The Beauty of Africa

Meet The 3 Most Powerful Women in Africa

Mo Abudu
Written by See Africa Today

You have often heard about respected male leaders across the world, but there is a new phenomenon courtesy of the most powerful women in Africa.

In December 2021, Forbes listed the 100 most powerful women in the world, and three African women made it to the list.

In a move that defies long-held patriarchal norms, they’re swiping into previously male-dominated areas.

Who are they? What do they do, and how are they changing people’s lives? See Africa Today answers all this.

Here are the three most powerful women in Africa.

Dr Ngozi Okonjo-Iweala

Dr Ngozi Okonjo-Iweala

Dr Ngozi Okonjo-Iweala. Photo/Financial Times

Ngozi Okonjo-Iweala, is an economist, and international development expert with more than three decades of experience.

Her scope of work took her to Asia, Europe, Latin America, and the United States.

Her appointment as World Trade Organization Director-General in March 2021 made her the first woman and the first African to hold this position at the global trade organization.

The WTO position made her one of the three most powerful women in Africa.

Trade, she says, helps poor countries escape poverty and move towards a more prosperous future. Besides her international portfolio, she has served her people well.

Dr Okonjo-Iweala served as Nigeria’s Finance Minister twice, from 2003 to 2006 and again from 2011 to 2015. She also served as Foreign Minister for a short time in 2006.

She instituted a lot of change in Nigeria when she held the portfolio of a Finance Minister.

By implementing important reforms to these two Ministries and the government machinery, she was recognized for her achievements. A development economist, she rose to the rank of No. 2 Managing Director, Operations at the World Bank after a 25-year career.

Dr Okonjo-Iweala led her country through a variety of reforms, including macroeconomic, trade, financial, and real-estate-related ones, in her capacity as both a development economist and Finance Minister.

The WTO boss chaired the Vaccine Alliance (Gavi) board which has immunized 760 million children around the world under her leadership.

Forbes ranked her 91st most powerful woman in the world.
········
▸ Exercises
A. According to the article on Africa's most powerful women, what places did Ngozi Okonjo-Iweala's scope of work take her to? List all of them.
B. In the article on Africa's most powerful women, quote the stretch from "Her scope of" through "global trade organization.".
The entries below the article come from a separate source.
········
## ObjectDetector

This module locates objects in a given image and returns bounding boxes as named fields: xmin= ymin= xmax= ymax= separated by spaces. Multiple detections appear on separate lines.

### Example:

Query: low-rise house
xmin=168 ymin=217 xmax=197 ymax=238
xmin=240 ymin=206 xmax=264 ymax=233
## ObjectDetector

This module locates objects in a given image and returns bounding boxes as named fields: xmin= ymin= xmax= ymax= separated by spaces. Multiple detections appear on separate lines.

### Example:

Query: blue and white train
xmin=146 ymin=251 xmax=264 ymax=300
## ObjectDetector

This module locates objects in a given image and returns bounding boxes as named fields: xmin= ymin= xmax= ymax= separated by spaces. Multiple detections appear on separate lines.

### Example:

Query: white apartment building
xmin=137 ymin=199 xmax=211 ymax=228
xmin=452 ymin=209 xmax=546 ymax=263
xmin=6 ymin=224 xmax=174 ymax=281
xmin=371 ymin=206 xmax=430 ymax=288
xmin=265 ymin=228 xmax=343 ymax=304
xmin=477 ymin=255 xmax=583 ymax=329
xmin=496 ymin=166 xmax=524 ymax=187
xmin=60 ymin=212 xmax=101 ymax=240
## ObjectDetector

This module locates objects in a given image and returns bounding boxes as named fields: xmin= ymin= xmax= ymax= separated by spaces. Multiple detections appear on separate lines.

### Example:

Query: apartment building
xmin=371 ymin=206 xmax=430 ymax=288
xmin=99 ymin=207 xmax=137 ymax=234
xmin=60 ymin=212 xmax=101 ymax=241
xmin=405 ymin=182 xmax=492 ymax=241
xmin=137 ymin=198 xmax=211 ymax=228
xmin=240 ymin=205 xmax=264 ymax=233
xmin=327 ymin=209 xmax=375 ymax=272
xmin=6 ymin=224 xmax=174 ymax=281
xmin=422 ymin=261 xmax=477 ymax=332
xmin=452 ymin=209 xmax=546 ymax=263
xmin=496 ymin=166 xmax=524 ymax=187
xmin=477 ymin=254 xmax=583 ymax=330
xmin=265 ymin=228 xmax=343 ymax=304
········
▸ Task responses
A. Asia, Europe, Latin America, and the United States.

B.
Her scope of work took her to Asia, Europe, Latin America, and the United States.

Her appointment as World Trade Organization Director-General in March 2021 made her the first woman and the first African to hold this position at the global trade organization.